- Written exercise: Starting at the beginning of the items and ending with the line that contains "[171, 61, 178, 67]", copy every line but change "door handle" to "car door handle", leaving all other text as it is. Leave out the pictures.

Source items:
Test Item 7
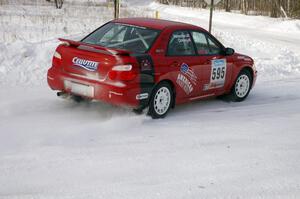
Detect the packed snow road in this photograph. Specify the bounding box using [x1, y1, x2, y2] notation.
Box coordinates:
[0, 79, 300, 199]
[0, 3, 300, 199]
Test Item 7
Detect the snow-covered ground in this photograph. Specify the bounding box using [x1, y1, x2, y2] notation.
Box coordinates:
[0, 0, 300, 199]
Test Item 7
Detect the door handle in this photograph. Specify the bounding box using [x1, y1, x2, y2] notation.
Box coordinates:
[171, 61, 178, 67]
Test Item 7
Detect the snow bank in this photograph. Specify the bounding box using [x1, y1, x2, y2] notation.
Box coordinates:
[0, 0, 300, 85]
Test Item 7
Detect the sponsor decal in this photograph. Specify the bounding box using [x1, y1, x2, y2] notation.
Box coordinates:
[180, 63, 197, 85]
[203, 59, 227, 90]
[72, 57, 99, 71]
[176, 73, 194, 95]
[237, 56, 251, 61]
[135, 93, 149, 100]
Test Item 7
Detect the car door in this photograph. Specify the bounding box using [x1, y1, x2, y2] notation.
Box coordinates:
[161, 30, 204, 98]
[191, 31, 233, 96]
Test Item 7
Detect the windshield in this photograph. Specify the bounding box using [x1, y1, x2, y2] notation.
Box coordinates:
[82, 23, 159, 53]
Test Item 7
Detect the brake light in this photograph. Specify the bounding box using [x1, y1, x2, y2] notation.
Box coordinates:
[108, 64, 137, 81]
[112, 64, 132, 71]
[53, 51, 61, 59]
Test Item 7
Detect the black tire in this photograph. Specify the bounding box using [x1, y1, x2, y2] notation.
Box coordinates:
[55, 0, 64, 9]
[231, 70, 253, 102]
[148, 82, 174, 119]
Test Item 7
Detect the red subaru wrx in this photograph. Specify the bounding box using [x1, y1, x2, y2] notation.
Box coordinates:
[47, 18, 257, 118]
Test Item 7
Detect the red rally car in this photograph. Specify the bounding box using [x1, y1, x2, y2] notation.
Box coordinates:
[47, 18, 257, 118]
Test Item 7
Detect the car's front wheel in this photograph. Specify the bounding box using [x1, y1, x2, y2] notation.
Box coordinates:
[231, 70, 252, 102]
[148, 82, 174, 119]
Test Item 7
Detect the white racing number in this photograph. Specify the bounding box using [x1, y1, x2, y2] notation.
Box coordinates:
[209, 59, 226, 89]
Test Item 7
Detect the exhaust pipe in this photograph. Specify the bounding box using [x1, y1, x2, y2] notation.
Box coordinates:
[56, 91, 69, 98]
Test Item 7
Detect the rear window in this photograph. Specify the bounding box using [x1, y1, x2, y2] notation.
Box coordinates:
[82, 23, 159, 53]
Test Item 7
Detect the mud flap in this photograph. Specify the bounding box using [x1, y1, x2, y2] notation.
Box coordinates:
[134, 54, 155, 108]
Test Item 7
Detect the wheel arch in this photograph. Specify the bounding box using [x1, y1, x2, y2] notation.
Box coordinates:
[151, 79, 176, 108]
[237, 66, 254, 87]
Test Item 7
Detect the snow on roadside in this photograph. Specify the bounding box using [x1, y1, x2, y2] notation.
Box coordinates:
[0, 0, 300, 85]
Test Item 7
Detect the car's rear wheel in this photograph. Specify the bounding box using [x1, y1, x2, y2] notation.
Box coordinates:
[148, 82, 174, 119]
[231, 70, 252, 102]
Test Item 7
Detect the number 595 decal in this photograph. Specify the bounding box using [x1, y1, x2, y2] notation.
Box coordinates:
[210, 59, 226, 88]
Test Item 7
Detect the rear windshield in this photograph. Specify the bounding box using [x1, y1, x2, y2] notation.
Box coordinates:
[82, 23, 159, 53]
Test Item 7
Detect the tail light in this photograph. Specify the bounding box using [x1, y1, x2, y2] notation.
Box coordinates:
[108, 64, 137, 81]
[52, 51, 62, 67]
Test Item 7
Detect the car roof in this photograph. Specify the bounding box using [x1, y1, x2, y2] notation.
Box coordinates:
[112, 18, 203, 30]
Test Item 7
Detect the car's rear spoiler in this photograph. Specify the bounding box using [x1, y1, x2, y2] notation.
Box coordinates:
[58, 38, 131, 56]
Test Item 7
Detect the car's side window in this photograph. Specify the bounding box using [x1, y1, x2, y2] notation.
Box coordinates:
[191, 31, 222, 55]
[191, 31, 210, 55]
[167, 31, 196, 56]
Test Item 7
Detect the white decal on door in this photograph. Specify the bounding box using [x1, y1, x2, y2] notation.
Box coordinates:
[203, 59, 227, 90]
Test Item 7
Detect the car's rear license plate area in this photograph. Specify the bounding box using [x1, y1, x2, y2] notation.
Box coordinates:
[64, 80, 94, 97]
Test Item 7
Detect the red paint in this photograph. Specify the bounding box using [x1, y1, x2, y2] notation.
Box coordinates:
[48, 18, 256, 107]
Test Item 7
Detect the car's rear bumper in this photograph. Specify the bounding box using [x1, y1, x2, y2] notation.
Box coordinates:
[47, 67, 147, 108]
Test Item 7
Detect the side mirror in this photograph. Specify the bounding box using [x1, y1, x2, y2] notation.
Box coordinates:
[225, 48, 234, 55]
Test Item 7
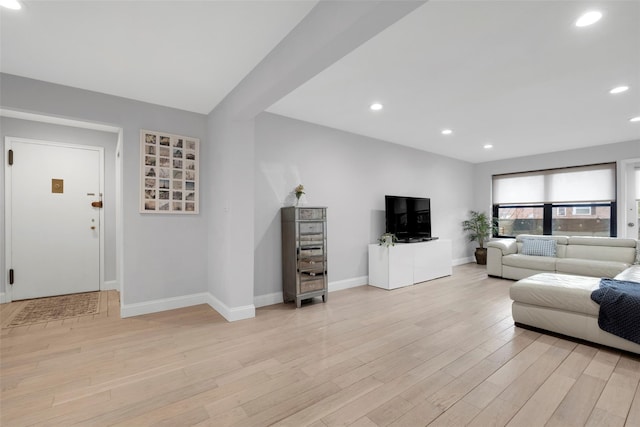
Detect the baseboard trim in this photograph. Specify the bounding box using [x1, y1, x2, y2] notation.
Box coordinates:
[120, 292, 209, 319]
[101, 280, 120, 291]
[329, 276, 369, 292]
[253, 292, 284, 308]
[206, 293, 256, 322]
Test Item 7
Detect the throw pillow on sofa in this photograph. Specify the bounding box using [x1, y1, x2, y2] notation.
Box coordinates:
[520, 239, 558, 257]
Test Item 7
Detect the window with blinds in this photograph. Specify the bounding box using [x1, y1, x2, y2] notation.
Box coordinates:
[493, 163, 616, 236]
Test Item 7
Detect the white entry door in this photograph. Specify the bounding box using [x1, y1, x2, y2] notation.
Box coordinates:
[5, 137, 103, 300]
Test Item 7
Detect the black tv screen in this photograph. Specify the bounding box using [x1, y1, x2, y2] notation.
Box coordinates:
[385, 196, 431, 242]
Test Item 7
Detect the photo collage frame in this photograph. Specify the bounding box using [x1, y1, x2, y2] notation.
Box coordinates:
[140, 129, 200, 214]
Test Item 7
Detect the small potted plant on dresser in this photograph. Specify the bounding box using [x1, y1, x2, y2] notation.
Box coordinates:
[462, 211, 494, 265]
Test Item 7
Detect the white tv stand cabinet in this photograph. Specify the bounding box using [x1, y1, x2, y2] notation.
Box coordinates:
[369, 239, 452, 289]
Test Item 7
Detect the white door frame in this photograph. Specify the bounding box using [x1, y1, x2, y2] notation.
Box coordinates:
[4, 136, 104, 302]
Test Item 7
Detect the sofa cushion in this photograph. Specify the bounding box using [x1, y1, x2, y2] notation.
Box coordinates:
[521, 239, 558, 257]
[565, 245, 636, 265]
[502, 254, 557, 271]
[516, 234, 569, 258]
[614, 265, 640, 283]
[556, 258, 629, 278]
[509, 273, 600, 317]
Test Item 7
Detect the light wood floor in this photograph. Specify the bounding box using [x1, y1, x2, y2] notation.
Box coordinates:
[0, 264, 640, 427]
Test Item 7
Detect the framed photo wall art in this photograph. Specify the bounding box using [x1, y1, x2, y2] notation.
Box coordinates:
[140, 129, 200, 214]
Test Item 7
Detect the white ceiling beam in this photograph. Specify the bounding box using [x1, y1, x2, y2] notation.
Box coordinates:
[212, 0, 426, 120]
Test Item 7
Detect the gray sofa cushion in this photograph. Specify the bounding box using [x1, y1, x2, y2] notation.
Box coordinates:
[556, 258, 629, 277]
[509, 273, 600, 317]
[502, 254, 557, 271]
[521, 239, 558, 257]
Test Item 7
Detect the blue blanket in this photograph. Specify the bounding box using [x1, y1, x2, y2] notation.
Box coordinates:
[591, 279, 640, 344]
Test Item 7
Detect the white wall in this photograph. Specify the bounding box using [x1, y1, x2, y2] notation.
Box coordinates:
[474, 140, 640, 236]
[0, 74, 209, 305]
[0, 117, 118, 292]
[254, 113, 474, 305]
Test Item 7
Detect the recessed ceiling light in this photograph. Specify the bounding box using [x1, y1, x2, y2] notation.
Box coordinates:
[609, 86, 629, 94]
[576, 10, 602, 27]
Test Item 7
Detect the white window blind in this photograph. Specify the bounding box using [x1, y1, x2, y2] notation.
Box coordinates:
[493, 163, 616, 204]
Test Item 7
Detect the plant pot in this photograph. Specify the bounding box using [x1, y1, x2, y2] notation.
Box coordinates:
[476, 248, 487, 265]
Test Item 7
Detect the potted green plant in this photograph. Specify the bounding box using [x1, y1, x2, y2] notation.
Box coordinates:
[462, 211, 494, 265]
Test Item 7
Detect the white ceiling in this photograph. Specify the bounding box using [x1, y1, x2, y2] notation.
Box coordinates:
[0, 0, 640, 163]
[0, 0, 316, 114]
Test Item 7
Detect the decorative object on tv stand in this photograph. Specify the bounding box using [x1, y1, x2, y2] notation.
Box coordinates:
[140, 129, 200, 214]
[462, 211, 494, 265]
[378, 233, 398, 247]
[293, 184, 305, 206]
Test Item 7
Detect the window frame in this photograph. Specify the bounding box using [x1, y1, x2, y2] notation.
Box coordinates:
[492, 200, 618, 238]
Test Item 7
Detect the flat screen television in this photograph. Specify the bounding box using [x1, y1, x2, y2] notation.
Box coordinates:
[384, 196, 432, 242]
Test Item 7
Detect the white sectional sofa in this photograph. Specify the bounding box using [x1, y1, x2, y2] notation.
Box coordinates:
[509, 265, 640, 354]
[487, 234, 637, 280]
[487, 235, 640, 354]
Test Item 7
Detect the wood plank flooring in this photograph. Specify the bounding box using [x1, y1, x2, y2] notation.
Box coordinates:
[0, 264, 640, 427]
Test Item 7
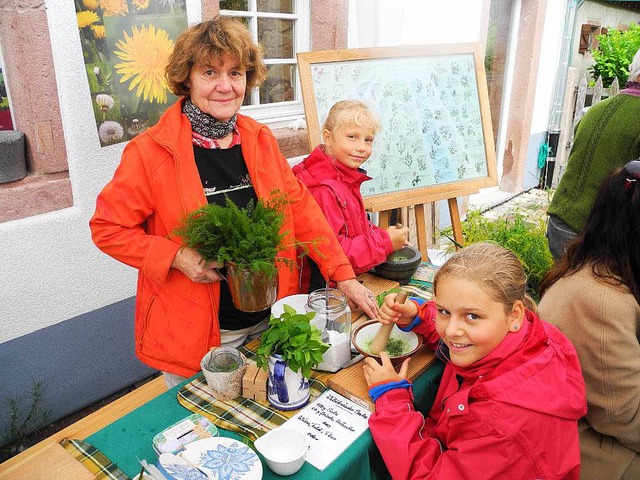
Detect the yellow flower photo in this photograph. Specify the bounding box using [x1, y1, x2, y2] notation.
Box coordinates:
[100, 0, 129, 17]
[131, 0, 149, 10]
[82, 0, 100, 12]
[113, 24, 173, 103]
[91, 25, 107, 39]
[76, 10, 100, 28]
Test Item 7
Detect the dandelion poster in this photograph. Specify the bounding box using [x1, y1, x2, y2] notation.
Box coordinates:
[75, 0, 187, 147]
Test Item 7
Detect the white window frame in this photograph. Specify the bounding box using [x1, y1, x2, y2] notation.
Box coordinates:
[220, 0, 310, 128]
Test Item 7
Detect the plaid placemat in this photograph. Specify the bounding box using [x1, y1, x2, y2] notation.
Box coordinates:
[178, 339, 332, 441]
[60, 439, 130, 480]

- Task response:
Test Item 7
Detect the packed snow road in this photograph. Specify the bounding box using [x1, y1, x2, y2] notation.
Box coordinates:
[0, 79, 300, 199]
[0, 3, 300, 199]
Test Item 7
Detect the snow-covered ground in this photograph. Specify the bounding box using [x1, y1, x2, y2] notation.
Box coordinates:
[0, 0, 300, 199]
Test Item 7
Detect the car door handle in this photograph. Specify the bounding box using [x1, y1, x2, y2] notation.
Box coordinates:
[171, 61, 178, 67]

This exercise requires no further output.